■ Exercise tasks
• A. According to the article, about how many people live in Faridkot?
• B. Return the portion of the article from "ISLAMABAD: Geo News" up to and including "Pakistan’s Punjab province.", copied word for word.

■ Source text
┌──

ISLAMABAD: Geo News television is the latest to confirm that the lone gunman captured during the Mumbai carnage does indeed belong to a village in Pakistan’s Punjab province.
The channel’s 9 p.m. news report on Friday showed footage of people at Faridkot in Deepalpur tehsil, Okara district in south Punjab talking about Mohammad Ajmal Amir (‘Kasab’) as a boy from the village who had last been seen four or five months ago.
“He told his mother to give him her blessings as he was going for jihad,” one old man told the Geo reporter.
Another man said he had seen him playing with children outside a school on his last visit home, challenging them to catch hold of him. “He was showing off some karate moves,” the man said.
After days of dismissing Indian media reports on the Faridkot-Mumbai connection as “unsubstantiated,” and as a campaign to defame their country, the Pakistani media have started doing their own legwork on the allegations.
Earlier, Dawn newspaper managed to trace Ajmal’s father in Faridkot. The man who said he was Amir ‘Kasab’, confirmed to Dawn that the youth whose face had been beamed over the media was his son.
“I was in denial for the first couple of days, saying to myself it could not have been my son,” he told Dawn in the courtyard of his house in Faridkot, a village of about 2,500 people just a few kilometres from Deepalpur on the way to Kasur. “Now I have accepted it.”
The report, published in Friday’s edition of the paper, was a confirmation of a report by The Observer last weekend. The London weekly tracked down Ajmal’s grandfather in Faridkot and managed to lay its hands on electoral records that showed his mother and father to be residents of the village.
Amir, a father of three boys and two girls, said his son disappeared from home four years ago. “He had asked me for new clothes on Eid that I couldn’t give him. He got angry and left,” he said. Reports said Ajmal went to Lahore in search of a job. After a brush with crime in that city, he reportedly joined the Lashkar-e-Taiba.
As Amir was talking to Dawn’s correspondents, Ajmal’s two sisters and a younger brother stood nearby. Their mother, wrapped in a ‘chador’, lay on a charpoy.
“Her trance was broken as the small picture of Ajmal lying in a Mumbai hospital was shown around. They appeared to have identified their son. The mother shrunk back in her chador, but the father said he had no problem talking about the subject,” the Dawn reported.

└──

Dataset entries
┌──

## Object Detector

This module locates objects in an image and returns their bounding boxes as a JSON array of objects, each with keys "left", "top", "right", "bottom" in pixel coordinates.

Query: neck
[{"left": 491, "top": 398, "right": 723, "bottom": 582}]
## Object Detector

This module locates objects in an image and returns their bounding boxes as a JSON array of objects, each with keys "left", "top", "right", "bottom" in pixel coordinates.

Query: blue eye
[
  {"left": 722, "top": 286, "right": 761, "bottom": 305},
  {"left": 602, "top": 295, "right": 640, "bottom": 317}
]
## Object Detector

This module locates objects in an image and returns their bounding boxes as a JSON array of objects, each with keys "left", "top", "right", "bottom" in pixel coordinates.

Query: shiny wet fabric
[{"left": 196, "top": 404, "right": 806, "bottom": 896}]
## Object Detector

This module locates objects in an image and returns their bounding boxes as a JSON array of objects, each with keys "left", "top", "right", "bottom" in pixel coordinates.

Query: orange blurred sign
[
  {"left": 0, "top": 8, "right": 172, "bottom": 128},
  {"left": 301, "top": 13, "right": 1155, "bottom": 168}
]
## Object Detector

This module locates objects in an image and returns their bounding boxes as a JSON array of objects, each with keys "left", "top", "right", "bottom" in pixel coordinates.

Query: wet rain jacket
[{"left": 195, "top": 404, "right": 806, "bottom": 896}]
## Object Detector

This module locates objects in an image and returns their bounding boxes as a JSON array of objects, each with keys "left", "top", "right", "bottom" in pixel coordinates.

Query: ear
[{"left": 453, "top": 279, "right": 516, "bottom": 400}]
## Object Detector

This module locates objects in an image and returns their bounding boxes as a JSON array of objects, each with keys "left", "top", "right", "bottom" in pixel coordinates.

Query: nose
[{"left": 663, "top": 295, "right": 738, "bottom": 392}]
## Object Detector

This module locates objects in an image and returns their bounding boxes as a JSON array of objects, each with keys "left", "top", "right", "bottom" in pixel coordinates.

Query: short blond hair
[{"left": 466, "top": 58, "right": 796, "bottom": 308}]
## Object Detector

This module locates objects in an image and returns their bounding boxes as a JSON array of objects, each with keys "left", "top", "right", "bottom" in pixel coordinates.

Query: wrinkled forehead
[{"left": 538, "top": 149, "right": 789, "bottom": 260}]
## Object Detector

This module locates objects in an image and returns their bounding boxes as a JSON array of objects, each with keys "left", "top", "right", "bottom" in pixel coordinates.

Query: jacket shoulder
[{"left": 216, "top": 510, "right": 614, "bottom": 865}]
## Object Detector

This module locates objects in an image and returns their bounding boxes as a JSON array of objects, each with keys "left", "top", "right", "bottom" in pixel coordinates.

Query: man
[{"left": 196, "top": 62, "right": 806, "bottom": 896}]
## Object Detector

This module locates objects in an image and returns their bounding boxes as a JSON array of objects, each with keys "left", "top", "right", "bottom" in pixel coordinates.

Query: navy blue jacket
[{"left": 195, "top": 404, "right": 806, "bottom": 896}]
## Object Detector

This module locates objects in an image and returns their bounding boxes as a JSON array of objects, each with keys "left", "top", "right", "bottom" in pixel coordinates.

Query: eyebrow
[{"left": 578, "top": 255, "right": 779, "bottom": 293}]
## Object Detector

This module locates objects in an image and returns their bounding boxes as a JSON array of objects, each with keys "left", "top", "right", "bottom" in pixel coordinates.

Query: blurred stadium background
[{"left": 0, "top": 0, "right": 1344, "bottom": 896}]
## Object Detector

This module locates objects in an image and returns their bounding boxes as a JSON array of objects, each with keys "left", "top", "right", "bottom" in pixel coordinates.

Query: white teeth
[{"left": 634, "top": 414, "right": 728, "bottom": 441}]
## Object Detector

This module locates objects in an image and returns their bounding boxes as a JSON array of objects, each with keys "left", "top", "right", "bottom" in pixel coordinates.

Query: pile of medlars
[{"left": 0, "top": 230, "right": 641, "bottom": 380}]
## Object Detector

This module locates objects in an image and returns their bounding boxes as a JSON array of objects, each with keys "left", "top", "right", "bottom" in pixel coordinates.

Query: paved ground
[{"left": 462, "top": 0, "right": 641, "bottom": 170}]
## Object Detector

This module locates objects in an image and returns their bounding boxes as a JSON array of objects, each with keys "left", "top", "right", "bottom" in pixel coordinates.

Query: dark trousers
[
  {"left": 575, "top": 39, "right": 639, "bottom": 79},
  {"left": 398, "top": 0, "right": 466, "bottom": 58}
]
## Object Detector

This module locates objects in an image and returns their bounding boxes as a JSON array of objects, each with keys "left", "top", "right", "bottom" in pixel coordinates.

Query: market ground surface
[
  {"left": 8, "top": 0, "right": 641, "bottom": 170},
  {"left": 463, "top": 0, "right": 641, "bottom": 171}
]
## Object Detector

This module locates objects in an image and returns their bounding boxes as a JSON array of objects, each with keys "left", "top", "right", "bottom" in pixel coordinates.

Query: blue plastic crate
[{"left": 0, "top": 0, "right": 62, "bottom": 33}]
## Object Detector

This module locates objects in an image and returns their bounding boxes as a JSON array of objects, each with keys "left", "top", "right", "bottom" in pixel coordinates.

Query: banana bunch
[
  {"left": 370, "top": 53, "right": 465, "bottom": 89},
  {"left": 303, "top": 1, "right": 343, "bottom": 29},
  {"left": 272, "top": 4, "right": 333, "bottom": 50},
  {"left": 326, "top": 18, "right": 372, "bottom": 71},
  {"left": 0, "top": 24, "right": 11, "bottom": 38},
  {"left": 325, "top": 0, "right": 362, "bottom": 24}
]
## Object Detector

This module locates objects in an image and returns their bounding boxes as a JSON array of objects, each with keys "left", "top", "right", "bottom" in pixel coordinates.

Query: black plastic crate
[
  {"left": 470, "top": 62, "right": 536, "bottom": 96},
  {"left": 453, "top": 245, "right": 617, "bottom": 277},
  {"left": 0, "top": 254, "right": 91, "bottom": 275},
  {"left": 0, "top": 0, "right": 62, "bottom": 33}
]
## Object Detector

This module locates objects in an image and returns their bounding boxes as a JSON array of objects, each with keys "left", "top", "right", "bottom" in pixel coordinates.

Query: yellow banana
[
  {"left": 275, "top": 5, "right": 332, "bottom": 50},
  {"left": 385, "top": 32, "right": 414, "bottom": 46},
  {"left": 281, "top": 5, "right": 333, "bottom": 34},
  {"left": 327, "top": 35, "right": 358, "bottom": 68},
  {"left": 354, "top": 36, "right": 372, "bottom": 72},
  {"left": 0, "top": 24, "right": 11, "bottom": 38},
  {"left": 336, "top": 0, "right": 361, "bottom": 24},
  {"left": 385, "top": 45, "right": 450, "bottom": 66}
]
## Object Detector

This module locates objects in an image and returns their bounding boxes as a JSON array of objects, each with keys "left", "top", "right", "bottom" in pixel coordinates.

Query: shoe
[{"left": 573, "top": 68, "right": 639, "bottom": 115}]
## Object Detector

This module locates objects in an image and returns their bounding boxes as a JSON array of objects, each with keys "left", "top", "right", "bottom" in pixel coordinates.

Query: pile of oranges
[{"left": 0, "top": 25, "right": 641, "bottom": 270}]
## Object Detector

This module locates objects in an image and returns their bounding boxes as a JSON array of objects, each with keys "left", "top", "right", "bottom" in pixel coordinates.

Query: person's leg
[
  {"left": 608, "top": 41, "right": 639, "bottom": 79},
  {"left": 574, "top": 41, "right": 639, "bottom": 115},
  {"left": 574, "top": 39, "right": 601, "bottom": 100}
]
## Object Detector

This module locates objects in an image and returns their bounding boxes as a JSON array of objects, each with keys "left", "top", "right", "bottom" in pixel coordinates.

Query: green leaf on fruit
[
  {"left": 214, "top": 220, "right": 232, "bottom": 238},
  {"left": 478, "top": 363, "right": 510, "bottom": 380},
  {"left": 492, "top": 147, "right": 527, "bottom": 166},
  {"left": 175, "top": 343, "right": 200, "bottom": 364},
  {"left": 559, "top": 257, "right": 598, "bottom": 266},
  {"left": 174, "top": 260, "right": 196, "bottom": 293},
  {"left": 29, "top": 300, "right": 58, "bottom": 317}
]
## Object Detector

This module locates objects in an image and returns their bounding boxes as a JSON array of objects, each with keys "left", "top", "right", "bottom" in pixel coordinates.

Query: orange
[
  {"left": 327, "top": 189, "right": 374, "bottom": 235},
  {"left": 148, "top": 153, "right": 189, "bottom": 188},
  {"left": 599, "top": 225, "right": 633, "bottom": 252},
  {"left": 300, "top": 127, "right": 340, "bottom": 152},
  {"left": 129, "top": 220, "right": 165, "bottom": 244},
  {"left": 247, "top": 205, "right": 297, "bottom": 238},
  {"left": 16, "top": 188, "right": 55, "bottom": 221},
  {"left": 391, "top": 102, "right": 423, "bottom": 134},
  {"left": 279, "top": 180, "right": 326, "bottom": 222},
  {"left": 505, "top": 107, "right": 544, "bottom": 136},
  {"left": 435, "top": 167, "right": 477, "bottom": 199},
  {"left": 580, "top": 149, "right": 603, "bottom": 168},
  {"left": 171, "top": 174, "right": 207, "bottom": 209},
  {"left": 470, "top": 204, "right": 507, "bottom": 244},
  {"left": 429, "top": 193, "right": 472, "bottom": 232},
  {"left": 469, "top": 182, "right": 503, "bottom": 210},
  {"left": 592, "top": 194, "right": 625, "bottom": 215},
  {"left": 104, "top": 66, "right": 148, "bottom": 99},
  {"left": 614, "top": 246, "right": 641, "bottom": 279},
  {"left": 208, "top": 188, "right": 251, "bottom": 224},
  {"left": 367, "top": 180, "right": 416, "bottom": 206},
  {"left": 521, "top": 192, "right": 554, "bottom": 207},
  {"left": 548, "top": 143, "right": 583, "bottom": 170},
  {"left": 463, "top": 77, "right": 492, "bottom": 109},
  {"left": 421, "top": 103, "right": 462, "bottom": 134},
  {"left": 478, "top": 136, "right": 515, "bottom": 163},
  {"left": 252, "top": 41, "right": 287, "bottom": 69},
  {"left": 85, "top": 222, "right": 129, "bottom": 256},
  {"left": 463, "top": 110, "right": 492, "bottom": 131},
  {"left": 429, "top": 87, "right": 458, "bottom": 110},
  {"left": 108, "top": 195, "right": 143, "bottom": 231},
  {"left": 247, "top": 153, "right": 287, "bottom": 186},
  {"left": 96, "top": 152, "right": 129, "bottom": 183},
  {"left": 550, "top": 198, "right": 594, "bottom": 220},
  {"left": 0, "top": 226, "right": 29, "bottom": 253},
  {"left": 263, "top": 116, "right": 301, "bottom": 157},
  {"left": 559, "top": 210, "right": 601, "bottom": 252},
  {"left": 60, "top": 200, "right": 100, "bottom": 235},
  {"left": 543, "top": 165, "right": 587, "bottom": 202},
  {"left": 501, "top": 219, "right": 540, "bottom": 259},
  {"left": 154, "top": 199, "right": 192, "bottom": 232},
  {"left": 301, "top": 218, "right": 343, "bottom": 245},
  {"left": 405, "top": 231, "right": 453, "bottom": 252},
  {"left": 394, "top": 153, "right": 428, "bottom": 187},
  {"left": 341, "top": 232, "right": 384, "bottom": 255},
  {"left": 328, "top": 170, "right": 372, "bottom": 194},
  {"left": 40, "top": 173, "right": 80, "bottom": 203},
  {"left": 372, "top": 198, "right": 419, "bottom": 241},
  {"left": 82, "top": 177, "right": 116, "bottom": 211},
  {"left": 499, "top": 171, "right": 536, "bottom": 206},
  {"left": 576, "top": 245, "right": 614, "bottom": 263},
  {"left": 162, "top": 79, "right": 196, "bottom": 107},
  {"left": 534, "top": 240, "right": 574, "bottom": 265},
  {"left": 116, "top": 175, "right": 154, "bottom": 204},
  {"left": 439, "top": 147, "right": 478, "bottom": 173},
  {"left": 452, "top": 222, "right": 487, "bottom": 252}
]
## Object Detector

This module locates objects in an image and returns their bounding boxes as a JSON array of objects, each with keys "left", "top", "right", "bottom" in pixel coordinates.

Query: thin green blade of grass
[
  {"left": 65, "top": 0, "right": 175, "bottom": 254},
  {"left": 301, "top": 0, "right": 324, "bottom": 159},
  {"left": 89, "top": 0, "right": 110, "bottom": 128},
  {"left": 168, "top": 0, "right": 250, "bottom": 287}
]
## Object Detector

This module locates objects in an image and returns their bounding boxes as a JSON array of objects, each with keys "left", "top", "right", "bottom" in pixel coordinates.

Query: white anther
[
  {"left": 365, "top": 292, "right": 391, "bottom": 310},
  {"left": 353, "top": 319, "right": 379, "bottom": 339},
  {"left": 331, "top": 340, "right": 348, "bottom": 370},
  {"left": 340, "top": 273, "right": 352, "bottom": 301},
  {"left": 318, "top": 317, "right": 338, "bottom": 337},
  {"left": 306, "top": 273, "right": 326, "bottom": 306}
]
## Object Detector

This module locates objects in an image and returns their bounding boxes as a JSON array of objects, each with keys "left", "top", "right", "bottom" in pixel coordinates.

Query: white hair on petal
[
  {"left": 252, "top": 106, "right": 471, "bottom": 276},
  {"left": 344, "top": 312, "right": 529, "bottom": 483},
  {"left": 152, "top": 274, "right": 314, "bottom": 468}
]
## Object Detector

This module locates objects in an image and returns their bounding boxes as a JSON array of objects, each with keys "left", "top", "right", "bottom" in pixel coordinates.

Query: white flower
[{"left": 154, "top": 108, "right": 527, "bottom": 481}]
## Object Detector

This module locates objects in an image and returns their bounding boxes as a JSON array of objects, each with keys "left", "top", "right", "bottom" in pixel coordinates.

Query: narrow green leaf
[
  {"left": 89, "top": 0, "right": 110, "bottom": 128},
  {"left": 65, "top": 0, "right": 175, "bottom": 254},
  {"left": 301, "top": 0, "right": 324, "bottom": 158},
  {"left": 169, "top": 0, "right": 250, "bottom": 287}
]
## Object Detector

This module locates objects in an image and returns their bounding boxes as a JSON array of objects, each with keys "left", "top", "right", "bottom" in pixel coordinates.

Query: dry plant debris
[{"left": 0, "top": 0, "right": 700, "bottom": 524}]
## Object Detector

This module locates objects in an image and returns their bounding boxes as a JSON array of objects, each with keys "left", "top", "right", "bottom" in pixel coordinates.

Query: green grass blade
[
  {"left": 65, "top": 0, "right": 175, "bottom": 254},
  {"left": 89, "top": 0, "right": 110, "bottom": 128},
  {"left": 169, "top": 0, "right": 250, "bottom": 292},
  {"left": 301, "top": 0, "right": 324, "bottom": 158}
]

└──

■ Outputs by task
• A. About 2,500 people.

• B.
ISLAMABAD: Geo News television is the latest to confirm that the lone gunman captured during the Mumbai carnage does indeed belong to a village in Pakistan’s Punjab province.